Copy the data below from the line containing "Target: boulder" through the line containing "(596, 1071)", both lines included, and omit the picture.

========

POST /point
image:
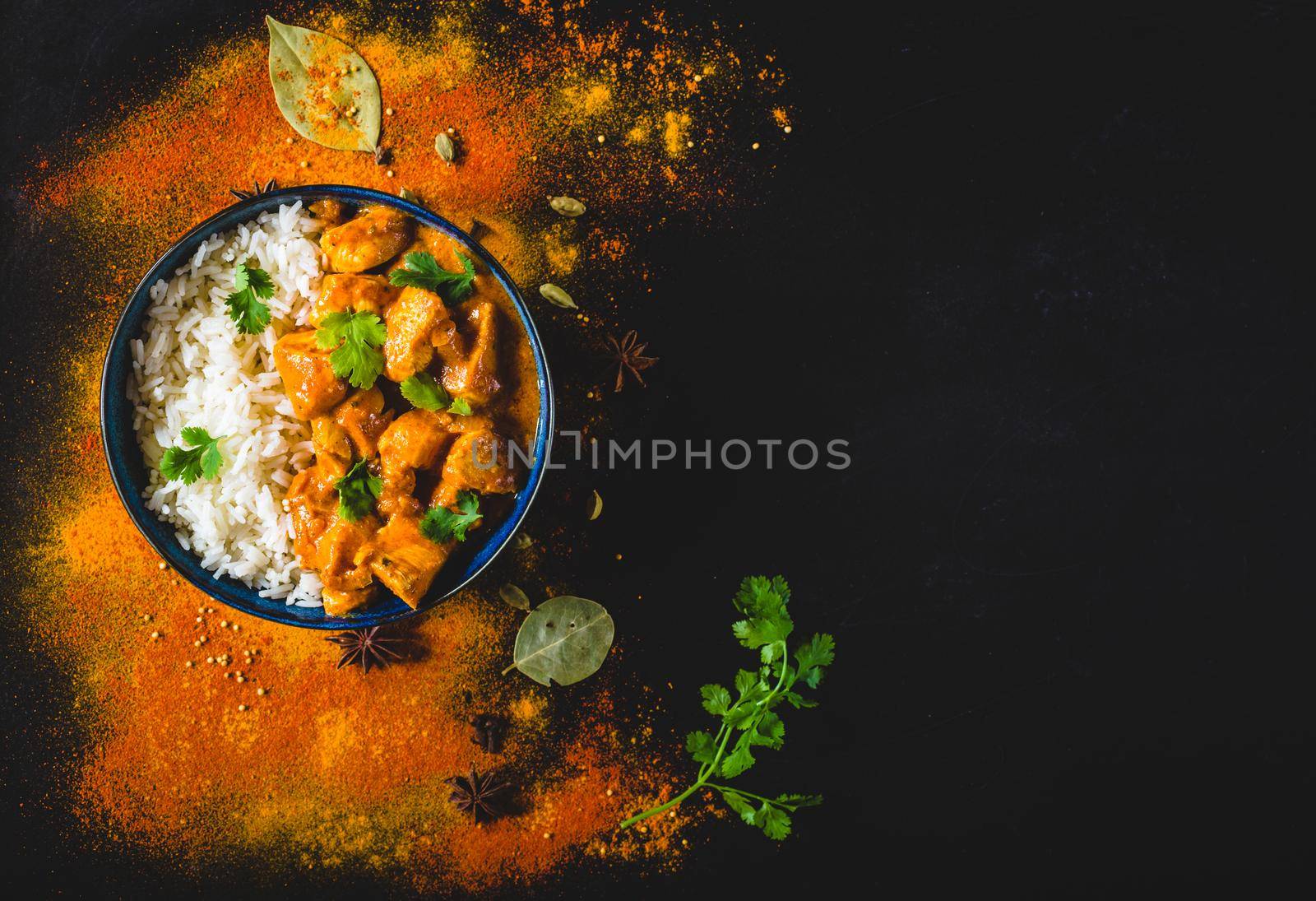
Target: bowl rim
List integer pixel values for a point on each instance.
(212, 585)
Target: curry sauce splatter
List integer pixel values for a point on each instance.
(207, 734)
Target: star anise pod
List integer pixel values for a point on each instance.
(627, 353)
(487, 731)
(478, 795)
(368, 646)
(257, 190)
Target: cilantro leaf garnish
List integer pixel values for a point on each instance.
(749, 718)
(357, 491)
(443, 524)
(420, 269)
(425, 392)
(197, 458)
(357, 337)
(250, 286)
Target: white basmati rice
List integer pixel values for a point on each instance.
(194, 368)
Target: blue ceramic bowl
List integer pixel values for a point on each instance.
(128, 469)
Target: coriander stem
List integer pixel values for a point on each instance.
(711, 767)
(704, 772)
(750, 795)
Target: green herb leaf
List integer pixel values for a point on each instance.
(357, 491)
(197, 457)
(770, 731)
(702, 747)
(716, 699)
(443, 524)
(796, 801)
(813, 655)
(763, 602)
(750, 718)
(774, 821)
(737, 802)
(563, 640)
(421, 270)
(425, 392)
(357, 337)
(324, 89)
(739, 760)
(250, 286)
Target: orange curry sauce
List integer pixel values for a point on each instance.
(475, 350)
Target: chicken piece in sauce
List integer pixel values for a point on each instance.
(477, 462)
(372, 239)
(364, 419)
(307, 374)
(432, 453)
(342, 559)
(331, 211)
(414, 442)
(474, 374)
(344, 293)
(405, 560)
(411, 323)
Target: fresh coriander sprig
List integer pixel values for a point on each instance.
(443, 524)
(420, 269)
(357, 491)
(357, 337)
(765, 629)
(425, 392)
(250, 286)
(199, 458)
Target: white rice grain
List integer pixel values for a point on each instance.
(194, 368)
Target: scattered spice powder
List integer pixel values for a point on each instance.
(289, 760)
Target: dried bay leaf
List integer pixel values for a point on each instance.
(563, 640)
(569, 207)
(513, 597)
(324, 89)
(557, 296)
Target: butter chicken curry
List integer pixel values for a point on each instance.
(414, 374)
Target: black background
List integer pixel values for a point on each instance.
(1050, 274)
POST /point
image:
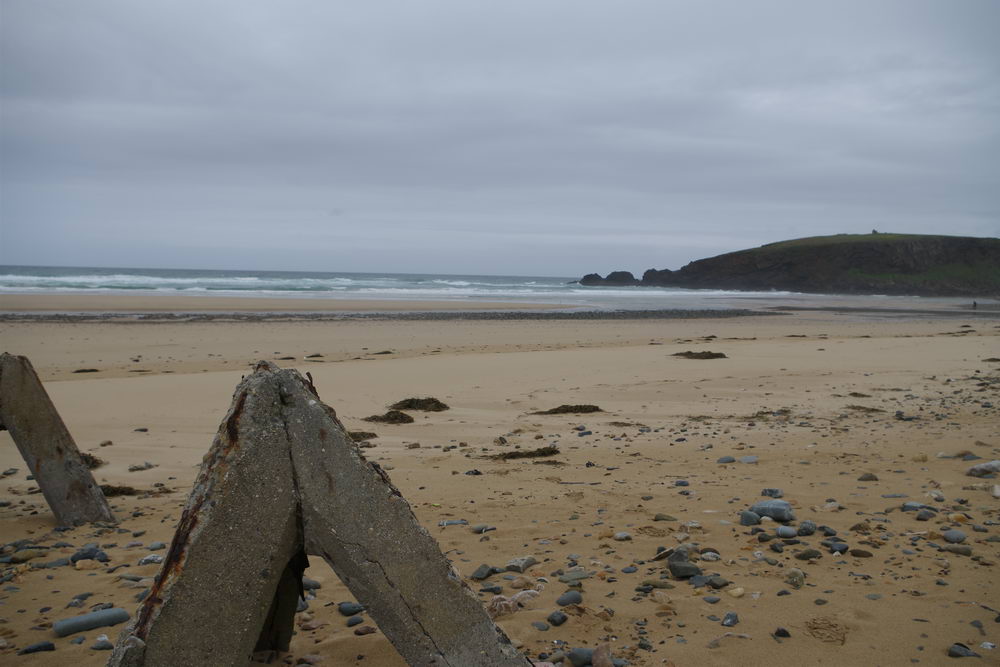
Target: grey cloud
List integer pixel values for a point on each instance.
(524, 137)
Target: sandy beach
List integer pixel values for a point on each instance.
(816, 400)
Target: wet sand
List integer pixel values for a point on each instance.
(813, 396)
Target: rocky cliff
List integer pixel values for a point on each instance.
(843, 264)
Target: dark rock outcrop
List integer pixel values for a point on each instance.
(614, 279)
(911, 264)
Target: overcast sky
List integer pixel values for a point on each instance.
(534, 137)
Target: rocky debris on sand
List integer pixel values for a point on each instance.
(984, 469)
(779, 510)
(112, 490)
(570, 410)
(84, 622)
(526, 453)
(92, 462)
(428, 404)
(391, 417)
(700, 355)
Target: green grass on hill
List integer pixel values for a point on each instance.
(842, 239)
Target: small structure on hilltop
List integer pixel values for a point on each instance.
(281, 481)
(47, 446)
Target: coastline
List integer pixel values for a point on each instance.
(163, 303)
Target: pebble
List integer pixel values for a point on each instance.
(521, 564)
(779, 510)
(557, 618)
(89, 552)
(350, 608)
(36, 648)
(580, 657)
(953, 536)
(568, 598)
(957, 650)
(84, 622)
(482, 572)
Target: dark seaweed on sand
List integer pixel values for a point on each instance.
(429, 404)
(700, 355)
(570, 410)
(112, 490)
(525, 453)
(391, 417)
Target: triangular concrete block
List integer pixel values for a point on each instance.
(47, 446)
(283, 479)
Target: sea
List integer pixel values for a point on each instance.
(535, 290)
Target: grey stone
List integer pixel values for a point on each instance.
(521, 564)
(84, 622)
(953, 536)
(47, 447)
(37, 647)
(102, 644)
(779, 510)
(984, 469)
(957, 650)
(680, 567)
(568, 598)
(282, 480)
(350, 608)
(557, 618)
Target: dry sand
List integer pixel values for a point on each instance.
(89, 303)
(782, 395)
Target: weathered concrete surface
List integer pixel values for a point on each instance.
(235, 537)
(47, 447)
(358, 522)
(282, 473)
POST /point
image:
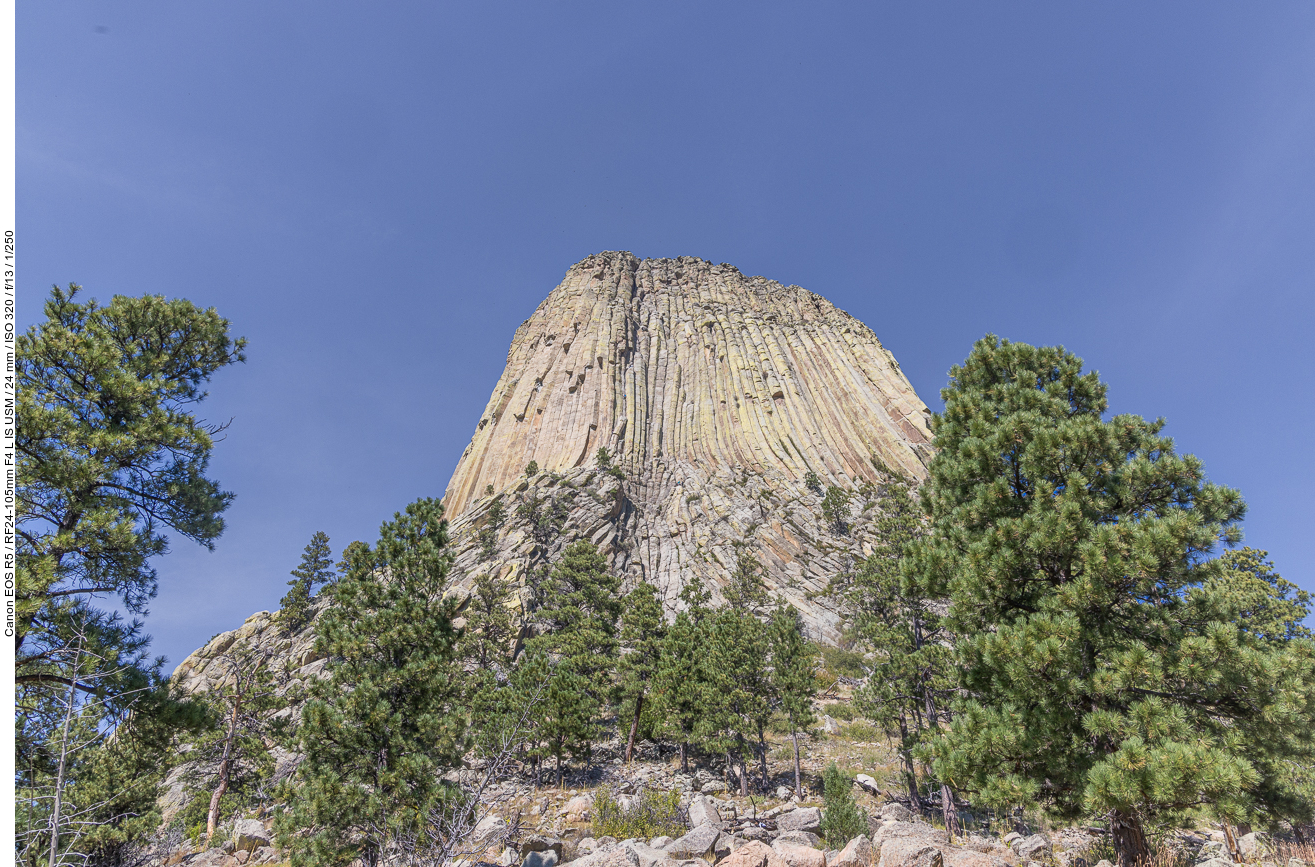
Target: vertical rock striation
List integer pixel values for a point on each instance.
(717, 394)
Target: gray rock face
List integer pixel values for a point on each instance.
(1035, 847)
(610, 857)
(896, 813)
(909, 851)
(696, 843)
(249, 834)
(704, 812)
(717, 394)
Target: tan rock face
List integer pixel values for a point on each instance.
(717, 394)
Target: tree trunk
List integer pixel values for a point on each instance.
(950, 812)
(634, 726)
(212, 816)
(63, 759)
(1231, 842)
(798, 787)
(910, 772)
(1130, 840)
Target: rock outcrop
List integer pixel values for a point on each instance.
(719, 396)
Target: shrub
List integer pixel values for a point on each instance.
(652, 815)
(843, 820)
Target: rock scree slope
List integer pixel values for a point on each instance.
(717, 394)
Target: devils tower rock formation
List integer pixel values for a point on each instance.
(717, 395)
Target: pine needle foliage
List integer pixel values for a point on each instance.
(1103, 674)
(314, 570)
(389, 721)
(842, 820)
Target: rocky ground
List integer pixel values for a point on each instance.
(529, 825)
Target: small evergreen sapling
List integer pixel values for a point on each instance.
(316, 569)
(842, 820)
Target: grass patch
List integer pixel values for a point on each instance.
(651, 815)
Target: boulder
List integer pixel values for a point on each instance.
(1252, 846)
(805, 818)
(798, 855)
(579, 807)
(726, 843)
(856, 853)
(754, 854)
(800, 838)
(909, 851)
(249, 834)
(1035, 847)
(541, 843)
(696, 843)
(491, 830)
(704, 812)
(894, 812)
(609, 857)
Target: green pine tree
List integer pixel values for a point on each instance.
(316, 569)
(913, 674)
(738, 690)
(577, 628)
(1101, 667)
(642, 633)
(391, 720)
(842, 818)
(683, 686)
(793, 665)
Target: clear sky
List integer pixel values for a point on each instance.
(378, 194)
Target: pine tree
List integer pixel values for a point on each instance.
(1101, 675)
(683, 684)
(111, 465)
(842, 820)
(642, 633)
(793, 663)
(577, 628)
(913, 678)
(735, 666)
(316, 569)
(380, 732)
(488, 633)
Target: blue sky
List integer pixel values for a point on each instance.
(376, 195)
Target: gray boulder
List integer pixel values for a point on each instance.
(704, 812)
(250, 834)
(543, 858)
(696, 843)
(805, 818)
(1034, 847)
(541, 843)
(894, 812)
(909, 851)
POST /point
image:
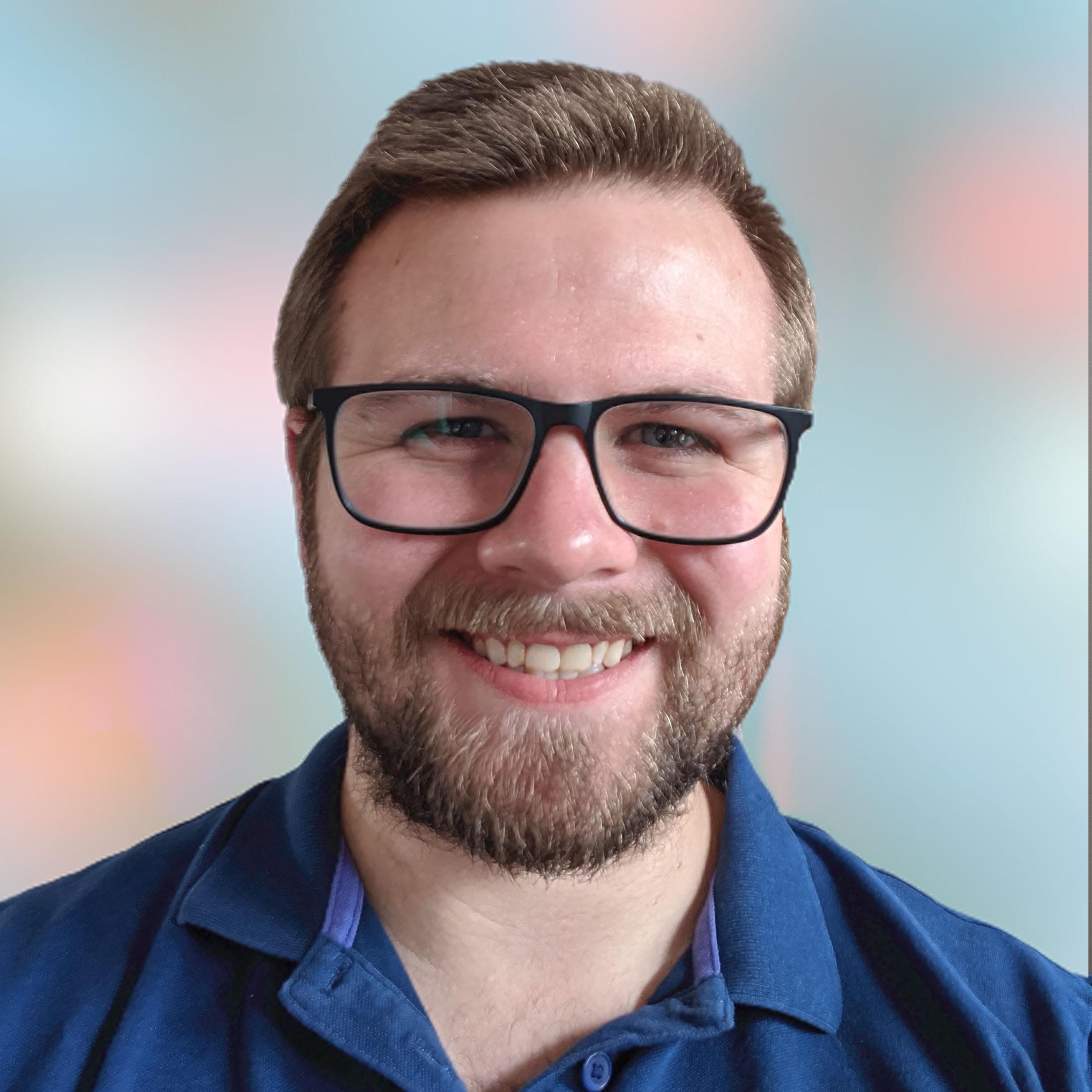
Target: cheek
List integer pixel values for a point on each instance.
(729, 581)
(363, 566)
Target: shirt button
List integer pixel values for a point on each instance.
(596, 1071)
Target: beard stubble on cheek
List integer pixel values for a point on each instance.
(533, 792)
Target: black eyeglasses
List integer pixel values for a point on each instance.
(439, 459)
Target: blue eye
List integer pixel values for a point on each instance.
(460, 428)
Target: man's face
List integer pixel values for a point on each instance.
(567, 296)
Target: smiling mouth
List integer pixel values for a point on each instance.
(550, 661)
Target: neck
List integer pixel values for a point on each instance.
(472, 927)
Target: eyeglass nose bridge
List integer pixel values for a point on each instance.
(547, 415)
(577, 414)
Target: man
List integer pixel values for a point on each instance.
(547, 360)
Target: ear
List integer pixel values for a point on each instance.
(296, 420)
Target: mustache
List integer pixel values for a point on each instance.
(672, 616)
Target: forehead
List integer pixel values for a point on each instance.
(571, 294)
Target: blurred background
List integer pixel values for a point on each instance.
(161, 166)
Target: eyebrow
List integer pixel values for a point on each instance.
(489, 381)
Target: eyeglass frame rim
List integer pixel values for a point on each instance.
(547, 415)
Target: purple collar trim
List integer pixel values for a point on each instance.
(347, 902)
(705, 955)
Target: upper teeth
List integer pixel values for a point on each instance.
(549, 661)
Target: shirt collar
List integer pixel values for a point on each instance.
(771, 936)
(265, 881)
(265, 876)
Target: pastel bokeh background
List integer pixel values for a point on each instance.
(162, 164)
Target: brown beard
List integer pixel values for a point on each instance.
(533, 793)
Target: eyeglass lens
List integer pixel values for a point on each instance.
(440, 460)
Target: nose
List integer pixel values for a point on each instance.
(559, 532)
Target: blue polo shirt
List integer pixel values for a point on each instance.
(238, 951)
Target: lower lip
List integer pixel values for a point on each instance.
(550, 691)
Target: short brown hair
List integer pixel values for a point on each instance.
(513, 125)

========

## SOLUTION TO THIS EXERCISE
Target: boulder
List integer pixel values for a point on each instance.
(1252, 846)
(805, 818)
(798, 855)
(579, 807)
(726, 843)
(856, 853)
(754, 854)
(800, 838)
(909, 851)
(249, 834)
(1035, 847)
(541, 843)
(696, 843)
(491, 830)
(704, 812)
(894, 812)
(609, 857)
Target: green pine tree
List integer pixel values for a point on each instance.
(316, 569)
(913, 674)
(738, 690)
(577, 628)
(1101, 667)
(642, 633)
(391, 720)
(842, 818)
(683, 686)
(793, 665)
Target: clear sky
List integer pixel values for a point on each instance.
(378, 194)
Target: pine tree
List integer pixel values for a point on each instance.
(1101, 675)
(683, 684)
(111, 465)
(842, 820)
(642, 633)
(793, 663)
(577, 628)
(913, 678)
(735, 666)
(316, 569)
(380, 732)
(488, 633)
Target: blue sky
List integer pixel values for a point on each instance.
(376, 195)
Target: gray boulder
List integer pixel values for a point on each instance.
(704, 812)
(250, 834)
(543, 858)
(696, 843)
(805, 818)
(1034, 847)
(541, 843)
(894, 812)
(909, 851)
POST /point
image:
Target: cheek
List integer pixel values for a point on each instance.
(729, 581)
(363, 566)
Target: shirt button
List integer pixel values for a point on each instance.
(596, 1071)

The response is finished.